■ BAGIAN TEKS:
= = = = = = =
Naftali Felle, Penjaga Tradisi Gerabah Kampung Abar di Papua yang Bertahan 17 Tahun
JAYAPURA, KOMPAS.com- Naftali Felle (62) dengan senyum ramahnya menyambut kedatangan Kompas.com di Rumah Gerabah, Kampung Abar, Kabupaten Jayapura, Papua, Sabtu (6/2/2025).
Dengan mengunyah pinang, lelaki tua yang akrab disapa Naftali ini bersalaman, sambil memeluk.
“Apa kabar? Sudah lama tidak ke Abar?” tanya Naftali sambil tersenyum.
Setelah berbincang sejenak, Naftali kembali masuk ke dalam Rumah Gerabah, sambil melihat-lihat peserta yang sedang melatih membuat gerabah.
Baca juga: Cerita Rudi Selamatkan Diri dari Kebakaran Ruko Cengkareng, Sempat Terpisah dari Istri-Anak
Pria berusia 62 tahun itu, terlihat dengan sabar bersama beberapa anggota kelompoknya mengajari beberapa orang untuk membuat gerabah.
Tak terasa, sudah 17 tahun Naftali menjaga tradisi gerabah, peninggalan leluhurnya di Kampung Abar.
Ia mendirikan sebuah kelompok yang diberi nama Pengrajin Gerabah Tradisional Titian Hidup sejak 2008, hingga eksis sampai saat ini.
= = = = = = =
Baris dataset
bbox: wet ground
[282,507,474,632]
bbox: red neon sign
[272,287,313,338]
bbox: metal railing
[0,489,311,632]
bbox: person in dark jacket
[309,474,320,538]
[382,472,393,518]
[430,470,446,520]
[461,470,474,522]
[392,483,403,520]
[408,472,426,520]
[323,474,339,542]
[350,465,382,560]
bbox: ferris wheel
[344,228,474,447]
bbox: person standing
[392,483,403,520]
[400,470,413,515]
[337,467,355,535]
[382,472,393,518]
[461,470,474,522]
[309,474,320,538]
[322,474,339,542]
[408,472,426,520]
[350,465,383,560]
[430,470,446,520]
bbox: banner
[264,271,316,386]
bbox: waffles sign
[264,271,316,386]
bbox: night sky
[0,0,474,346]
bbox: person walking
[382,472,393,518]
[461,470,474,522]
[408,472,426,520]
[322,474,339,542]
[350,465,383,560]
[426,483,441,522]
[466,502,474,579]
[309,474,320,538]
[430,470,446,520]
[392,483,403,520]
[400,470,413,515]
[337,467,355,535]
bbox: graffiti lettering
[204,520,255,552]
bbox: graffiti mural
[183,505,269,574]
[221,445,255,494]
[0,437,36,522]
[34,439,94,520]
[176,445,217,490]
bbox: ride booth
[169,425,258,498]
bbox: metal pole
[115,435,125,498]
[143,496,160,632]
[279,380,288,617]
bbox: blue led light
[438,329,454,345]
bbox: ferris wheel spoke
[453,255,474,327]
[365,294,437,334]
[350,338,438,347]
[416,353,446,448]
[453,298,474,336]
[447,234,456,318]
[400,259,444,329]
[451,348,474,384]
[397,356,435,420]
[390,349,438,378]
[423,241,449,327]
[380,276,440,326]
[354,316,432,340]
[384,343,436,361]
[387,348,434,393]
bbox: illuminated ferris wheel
= = = = = = =
■ PETUNJUK 1:
Cetak ulang tanpa perubahan bagian daftar yang diawali baris berisi "bbox: metal railing" dan diakhiri baris berisi "[344,228,474,447]", termasuk kedua baris tersebut.
■ PETUNJUK 2:
Lanjutkan teks tentang Naftali Felle, penjaga tradisi gerabah Kampung Abar, mulai setelah kalimat terakhirnya.

■ HASIL TUGAS 1:
bbox: metal railing
[0,489,311,632]
bbox: person in dark jacket
[309,474,320,538]
[382,472,393,518]
[430,470,446,520]
[461,470,474,522]
[392,483,403,520]
[408,472,426,520]
[323,474,339,542]
[350,465,382,560]
bbox: ferris wheel
[344,228,474,447]

■ HASIL TUGAS 2:
“Kita di 139 kampung dan 5 kelurahan yang ada di Kabupaten Jayapura, hanya kampung Abar yang punya bahan baku untuk membuat gerabah,” ungkapnya kepada Kompas.com.
Punya Nilai Budaya
Gerabah memiliki nilai budaya tersendiri bagi warga masyarakat yang mendiami pesisir Danau Sentani.
Ada 23 kampung yang mendiami wilayah Danau Sentani, sehingga tak asing dengan fungsi dan kegunaan gerabah.
Pria kelahiran 5 Mei 1963 ini menyebut bahwa ada empat peralatan dapur yang dimiliki oleh masyarakat yang mendiami Danau Sentani.
Empat peralatan dapur itu adalah sempe, belangga masak ikan, tempayan penyimpanan sagu, dan cetak bakar sagu.
“Empat peralatan dapur ini dibuat menggunakan tanah liat yang ada di Kampung Abar,” ucap Naftali.
Suami Petronela Wally ini melihat, saat ini empat peralatan dapur yang dibuat menggunakan tanah liat, sudah tidak ada di kampung-kampung yang berada di Danau Sentani.
Terutama sempe sebagai alat tradisional yang digunakan sebagai tempat pembuatan papeda (kuliner khas Papua). Justru kebanyakan masyarakat membuat papeda dengan bokor yang terbuat dari aluminium dan plastik.
“Kami bentuk kelompok ini, agar empat peralatan dapur yang terbuat dari tanah liat bisa dikembali dipertahankan, sebab memiliki nilai budaya yang ada di wilayah Danau Sentani,” ungkap Naftali.
Sebagai salah satu kepala suku di Kampung Abar, Naftali menginginkan agar masyarakat tidak menghilangkan empat peralatan tradisional yang secara turun-temurun ada di 23 kampung yang mendiami Danau Sentani.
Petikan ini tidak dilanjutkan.